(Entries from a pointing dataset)
* * * * *

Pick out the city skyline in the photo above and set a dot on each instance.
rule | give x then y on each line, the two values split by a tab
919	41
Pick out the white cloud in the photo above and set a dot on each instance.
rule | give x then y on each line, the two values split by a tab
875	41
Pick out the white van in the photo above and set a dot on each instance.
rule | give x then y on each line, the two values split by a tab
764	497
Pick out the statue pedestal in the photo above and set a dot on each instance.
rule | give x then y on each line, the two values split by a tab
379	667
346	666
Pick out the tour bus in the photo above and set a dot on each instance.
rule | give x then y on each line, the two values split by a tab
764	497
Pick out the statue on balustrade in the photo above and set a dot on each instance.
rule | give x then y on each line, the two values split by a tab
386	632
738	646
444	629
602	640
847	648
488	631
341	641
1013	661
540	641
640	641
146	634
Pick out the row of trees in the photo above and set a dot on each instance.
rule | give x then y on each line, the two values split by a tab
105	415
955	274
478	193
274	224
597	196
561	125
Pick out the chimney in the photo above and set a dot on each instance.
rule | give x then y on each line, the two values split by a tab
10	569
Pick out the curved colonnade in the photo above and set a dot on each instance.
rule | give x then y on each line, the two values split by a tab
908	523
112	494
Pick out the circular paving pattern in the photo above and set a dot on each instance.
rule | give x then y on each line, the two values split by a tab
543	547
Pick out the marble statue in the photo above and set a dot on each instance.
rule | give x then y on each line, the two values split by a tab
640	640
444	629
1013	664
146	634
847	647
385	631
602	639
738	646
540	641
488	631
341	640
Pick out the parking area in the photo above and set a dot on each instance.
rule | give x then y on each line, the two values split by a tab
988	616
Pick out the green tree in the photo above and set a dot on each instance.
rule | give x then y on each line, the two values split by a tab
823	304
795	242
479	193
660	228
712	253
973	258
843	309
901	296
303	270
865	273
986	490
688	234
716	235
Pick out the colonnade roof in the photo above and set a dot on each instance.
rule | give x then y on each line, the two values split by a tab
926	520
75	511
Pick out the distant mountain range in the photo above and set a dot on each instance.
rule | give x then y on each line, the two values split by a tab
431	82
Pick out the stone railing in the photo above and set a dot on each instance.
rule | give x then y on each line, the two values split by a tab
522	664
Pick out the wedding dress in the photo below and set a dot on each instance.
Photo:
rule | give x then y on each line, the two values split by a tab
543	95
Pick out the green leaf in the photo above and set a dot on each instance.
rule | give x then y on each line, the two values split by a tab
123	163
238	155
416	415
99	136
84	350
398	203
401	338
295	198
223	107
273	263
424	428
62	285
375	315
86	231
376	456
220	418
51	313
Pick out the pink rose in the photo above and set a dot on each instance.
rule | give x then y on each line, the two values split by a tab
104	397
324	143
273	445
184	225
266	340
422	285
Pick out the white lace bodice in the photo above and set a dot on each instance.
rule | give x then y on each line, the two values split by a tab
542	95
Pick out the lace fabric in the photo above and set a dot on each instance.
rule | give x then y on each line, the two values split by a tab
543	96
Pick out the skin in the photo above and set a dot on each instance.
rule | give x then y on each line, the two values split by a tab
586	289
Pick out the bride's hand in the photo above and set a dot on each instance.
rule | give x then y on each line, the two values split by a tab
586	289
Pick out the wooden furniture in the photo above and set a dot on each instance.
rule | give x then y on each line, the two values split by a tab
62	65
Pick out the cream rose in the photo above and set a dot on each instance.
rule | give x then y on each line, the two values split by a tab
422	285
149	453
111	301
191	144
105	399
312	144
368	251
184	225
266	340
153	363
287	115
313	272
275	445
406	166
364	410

* * * * *

Aim of the exercise — Convert all the items above into a two-column CSV with the header names text and answer. Give one row per item, with its text and its answer each in one quoted field and line breaks replaced by spaces.

Answer to the problem —
text,answer
"Pick out the city skyline in the photo above and set a dot on each instance. rule | give x then y on each line, the two values split by a tab","919	41"
"Pick out the white cloud in the photo above and set a dot on each instance. rule | give x then y on each line, the two values split by a tab","875	41"
"Pick out the white van in the photo above and set a dot on each instance. rule | give x then y on each line, the two values split by a tab","764	497"
"Pick out the statue pedestal in the photo above and set a dot on each instance. rule | give x then y on each line, the two values split by a tab","379	667 346	666"
"Pick out the tour bus in the photo above and set a dot on each instance. rule | give x then y on each line, the two values split by a tab","764	497"
"Pick out the statue on balustrade in the photo above and set a dot on each instance. rule | give x then y on each line, the two values split by a tab","386	632 738	646 444	629 602	640 847	648 488	631 341	641 1013	661 540	641 640	641 146	634"
"Pick out the row of trees in the photo above and set a dot on each instance. rule | give x then y on each line, the two values split by a tab","105	415 955	274 478	193 274	224 597	196 561	125"
"Pick out the chimney in the photo above and set a dot on each instance. rule | give x then y on each line, the two values split by a tab","10	569"
"Pick out the curved colonnade in the photo above and set a dot on each instance. rule | give x then y on each line, the two values split by a tab","908	523 112	494"
"Pick out the circular paving pattern in the photo above and set a dot on each instance. rule | give x then y on each line, the two values split by a tab","543	547"
"Pick out the marble statue in the photo above and set a dot on each instance. rule | give x then y on each line, the two values split by a tab","640	640 444	629 1013	664 146	634 847	647 385	631 602	639 738	646 540	641 488	631 341	640"
"Pick out the parking area in the photo above and set a dot on each instance. rule | give x then y on each line, the two values split by a tab","988	616"
"Pick out the green tree in the photo above and set a dot on each instance. rule | give x then y on each line, the two values split by a tab","823	304 795	242 479	193 660	228 712	253 973	258 843	309 901	296 303	270 865	273 986	490 688	234 716	235"
"Pick out the colonnade roof in the photo above and set a dot on each instance. rule | give x then y on each line, the two values split by a tab","926	520 75	511"
"Pick out the distant mountain range in the photo above and set a dot on each instance. rule | give x then y on each line, the two values split by a tab","431	82"
"Pick out the stone railing in the photo above and set a dot on each instance. rule | give x then y on each line, the two values split by a tab","522	664"
"Pick out the wedding dress in the photo below and set a dot on each instance. Photo: rule | give x then y on each line, the two values split by a tab","543	95"
"Pick out the green leaf in the photo above and set a dot on each instance. rule | give x then y on each line, the two values split by a tab","123	163 238	155 416	415 99	136 84	350 398	203 401	338 295	198 223	107 273	263 424	428 62	285 375	315 86	231 376	456 220	418 51	313"
"Pick out the pink rose in the photo above and set a dot on each instance. rule | give x then y on each line, the two values split by a tab","104	397 324	143 273	445 184	225 266	340 422	285"
"Pick out the white lace bodice in the photo above and set a dot on each instance. rule | give x then y on each line, the two values split by a tab","542	95"
"Pick out the lace fabric in the photo above and set a dot on each instance. rule | give x then y on each line, the two values split by a tab","543	96"
"Pick out the skin in the photo above and set a dot on each instance. rule | give x then y on each line, the two values split by a tab","586	289"
"Pick out the bride's hand in the photo above and set a dot on each instance. rule | give x then y on each line, the two values split by a tab","586	289"
"Pick out the wooden furniture in the photo above and set a dot on each instance. rule | give x then y on each line, the two values split by a tab","62	65"
"Pick out the cream rose in the photo above and set a dot on each instance. rule | give x then y on each line, the two values split by a tab","422	285 149	453 111	301 191	144 105	399 312	144 368	251 184	225 266	340 153	363 287	115 313	272 275	445 406	166 364	410"